* [Written request]
In the excerpt on the cost analysis of CAT, which variant of the PRAM-like model is used?

* [Extract to read]
Computing the cost of CAT involves adding the costs of the two main steps (Figure 4) and the application of the transition function to each cell. One way to proceed with the analysis is to obtain the parallel time of a CUDA block processing a CA tile with Algorithm 1, considering a finite number of resources (regular cores and tensor cores) residing on a GPU streaming multiprocessor (SM). With the parallel time per block computed, then one can expand it to the total number of tiles that need to be processed, considering that there is a finite number of SMs in a GPU chip. For this, we employ a PRAM-like model [35] in its CREW variant (Concurrent Read, Exclusive Write), but with finite resources and two extensions: i) two types of memory accesses; global memory accesses assisted by automatic L2 caching, with a cost of C, and cache memory (L1) with a smaller cost of c, *i.e.*,  $C = \alpha c$  with  $\alpha > 1$ ; ii) each CUDA MMA costs  $\tau$  which is the actual number of one-cycle physical tensor core executions for the  $p \times q \times k$ fragment.

In CAT, the task of each CUDA block is to simulate a tile of  $w \times h$  fragments from the cell matrix  $\Lambda$ . In the first step of Algorithm 1, the computation of each fragment  $F_{i,i}^H$  involves reading three fragments from  $\Lambda$  and the band

fragments  $\pi_1, \pi_2, \pi_3$  from shared memory, then perform three MMAs (see Figure 4), and write the resulting fragment into  $Q^H$ . The first three memory accesses are coalesced (because of the fragment-row memory layout optimization), costing C units each, while the reads on the band fragments cost c units each. For the three MMAs, these cost  $\tau$  units each and run one after another because one warp is in charge. Lastly, the write operation costs c as it is on shared memory. With these considerations, the time for computing a fragment  $F_{i,j}^H$  is

$$\mathcal{T}_{F_{i,i}^{H}} = 3C + 3\tau + 4c.$$
 (6)

* [Dataset extract]
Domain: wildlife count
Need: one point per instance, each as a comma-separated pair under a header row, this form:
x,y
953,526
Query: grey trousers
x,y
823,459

* [Solution for this exercise]
The CREW variant (Concurrent Read, Exclusive Write).